**SET OF TASKS**:
**1.** Answer from the disparate impact excerpt:
(a) Which judge is said to have correctly recognized the problem with imposing disparate impact liability here?
(b) What reason does the excerpt give for a disparate impact existing as to Latinos?
(c) Along with other proof, what may plaintiffs use to meet their burden of demonstrating causation?
**2.** Reproduce the stretch of the disparate impact excerpt from "As Judge Loken" through "and alterations omitted)." word for word.

Id. (citing Espinoza, 414 U.S. 86, 94 S.Ct. 334).

As Judge Loken correctly recognized, the imposition of disparate impact liability for policies that impact Latinos only incidentally to the impact on illegal aliens decouples disparate impact theory from its original and central purpose. When properly applied, the disparate impact theory should target only those policies with effects that cannot fairly be explained other than as resulting at least in part "because of a protected characteristic. See 42 U.S.C. § 3604(a); Inclusive Cmties., 135 S.Ct. at 2523 (requiring a "robust causality requirement" to "protect[] defendants from being held liable for racial disparities they did not create.") (quotation marks and alterations omitted).

In the instant case, the disparate impact on plaintiffs as Latinos is incidental to the Policy's effect on all illegal aliens. That is, a disparate impact exists as to Latinos because Latinos have chosen in greater numbers than any other group to enter the United States illegally.14 Given the current correlation between the presence of illegal aliens in the United States and the predominantly Latino national origin of the illegal alien population, it cannot fairly be said — by the existence of a disparate impact alone — that a policy targeting illegal aliens and thereby disproportionately making housing unavailable to a class of Latinos does so "because of race ... or national origin." 42 U.S.C. § 3604(a). To hold otherwise would, as Inclusive Communities warns, eliminate a robust causality requirement and make defendants answer for racial disparities they did not create.

In summary, the history and purpose of disparate impact theory, and the application of that theory in the decided cases, make clear that it would be inappropriate to permit plaintiffs to use disparate impact theory alone to satisfy the FHA's "because of" requirement. Disparate impact theory, applied in this case, would be insufficient by itself to satisfy the FHA's causation requirement. This is not to say that landlords have free reign to discriminate against illegal aliens as Latinos, nor that Latinos or illegal aliens are categorically precluded from the benefits of the FHA, including the disparate impact theory. To the contrary, an illegal alien who can prove discrimination on the basis of his or her race or national origin is undoubtedly a "person" entitled to the benefit of the FHA's protection. See 42 U.S.C. § 3604(a) (protecting "any person"). Also, there may well be cases in which the adversity Latinos face in obtaining housing stems from the same sources of historical, state-sanctioned intentional discrimination faced by, for example, African-Americans. Cf. Griggs, 401 U.S. at 430, 91 S.Ct. 849 (noting the lasting effects of de jure educational segregation on African-American workers). In those cases, disparate impact theory may be sufficient, by itself, to carry the burden of satisfying the FHA's causation requirement. But in this case, the analysis here makes clear that plaintiffs cannot rely solely on disparate impact to satisfy the FHA's causation requirement; plaintiffs must still show that the Policy was instituted "because of" race or national origin.15 In doing so, plaintiffs may use evidence of disparate impact, in addition to other proof, to meet their burden of demonstrating causation.

**DATA PROVIDED**:

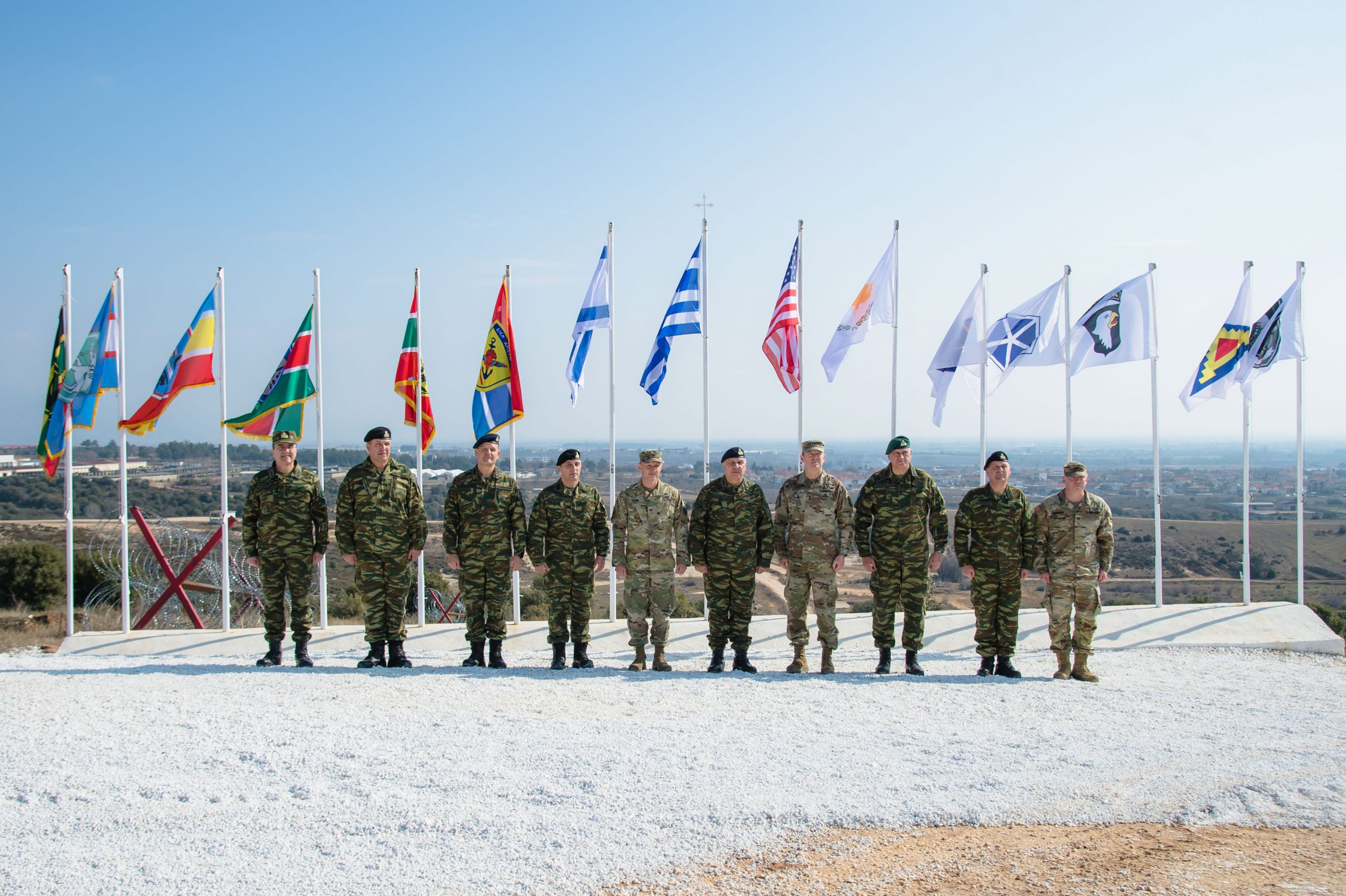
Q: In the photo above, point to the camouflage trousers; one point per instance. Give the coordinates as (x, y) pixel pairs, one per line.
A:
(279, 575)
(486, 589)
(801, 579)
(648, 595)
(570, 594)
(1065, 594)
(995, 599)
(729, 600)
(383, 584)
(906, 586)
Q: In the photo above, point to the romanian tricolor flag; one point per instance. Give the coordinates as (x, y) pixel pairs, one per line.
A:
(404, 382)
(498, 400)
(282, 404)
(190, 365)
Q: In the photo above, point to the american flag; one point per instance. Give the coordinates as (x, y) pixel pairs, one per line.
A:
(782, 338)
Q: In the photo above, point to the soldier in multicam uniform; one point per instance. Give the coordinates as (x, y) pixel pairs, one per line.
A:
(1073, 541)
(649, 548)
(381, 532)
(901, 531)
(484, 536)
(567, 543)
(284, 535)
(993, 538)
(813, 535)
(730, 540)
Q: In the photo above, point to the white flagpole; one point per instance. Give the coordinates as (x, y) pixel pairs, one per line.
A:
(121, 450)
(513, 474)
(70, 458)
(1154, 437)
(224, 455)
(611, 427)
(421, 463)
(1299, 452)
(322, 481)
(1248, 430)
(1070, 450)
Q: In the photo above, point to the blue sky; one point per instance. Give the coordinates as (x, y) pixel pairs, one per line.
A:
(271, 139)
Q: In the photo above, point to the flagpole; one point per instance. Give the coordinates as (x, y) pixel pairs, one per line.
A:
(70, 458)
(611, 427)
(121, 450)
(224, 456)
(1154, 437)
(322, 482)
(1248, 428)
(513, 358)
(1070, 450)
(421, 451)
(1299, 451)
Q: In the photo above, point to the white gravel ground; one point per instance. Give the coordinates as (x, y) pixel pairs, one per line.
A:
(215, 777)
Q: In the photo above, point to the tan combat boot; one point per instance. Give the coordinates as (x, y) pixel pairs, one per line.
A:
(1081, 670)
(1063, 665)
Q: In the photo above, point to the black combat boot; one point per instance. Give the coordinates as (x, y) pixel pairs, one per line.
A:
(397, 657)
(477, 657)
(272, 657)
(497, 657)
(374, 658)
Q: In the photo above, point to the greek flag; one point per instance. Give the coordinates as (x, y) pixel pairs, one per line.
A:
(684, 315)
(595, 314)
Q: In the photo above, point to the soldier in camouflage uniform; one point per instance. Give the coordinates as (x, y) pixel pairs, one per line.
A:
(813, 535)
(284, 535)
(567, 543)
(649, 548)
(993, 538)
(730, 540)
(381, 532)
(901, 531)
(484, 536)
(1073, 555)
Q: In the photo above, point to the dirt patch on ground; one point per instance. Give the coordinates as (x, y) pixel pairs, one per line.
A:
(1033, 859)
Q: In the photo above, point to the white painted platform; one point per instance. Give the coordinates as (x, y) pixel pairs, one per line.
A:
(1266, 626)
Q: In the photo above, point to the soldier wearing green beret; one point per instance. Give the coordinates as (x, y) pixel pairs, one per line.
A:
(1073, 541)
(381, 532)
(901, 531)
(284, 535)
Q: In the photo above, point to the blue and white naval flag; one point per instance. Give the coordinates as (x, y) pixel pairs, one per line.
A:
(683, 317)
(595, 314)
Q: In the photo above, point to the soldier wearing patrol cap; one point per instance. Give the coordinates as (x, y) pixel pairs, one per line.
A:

**THE REPLIES**:
**1.**
(a) Judge Loken.
(b) Latinos have chosen in greater numbers than any other group to enter the United States illegally.
(c) Evidence of disparate impact.

**2.**
As Judge Loken correctly recognized, the imposition of disparate impact liability for policies that impact Latinos only incidentally to the impact on illegal aliens decouples disparate impact theory from its original and central purpose. When properly applied, the disparate impact theory should target only those policies with effects that cannot fairly be explained other than as resulting at least in part "because of a protected characteristic. See 42 U.S.C. § 3604(a); Inclusive Cmties., 135 S.Ct. at 2523 (requiring a "robust causality requirement" to "protect[] defendants from being held liable for racial disparities they did not create.") (quotation marks and alterations omitted).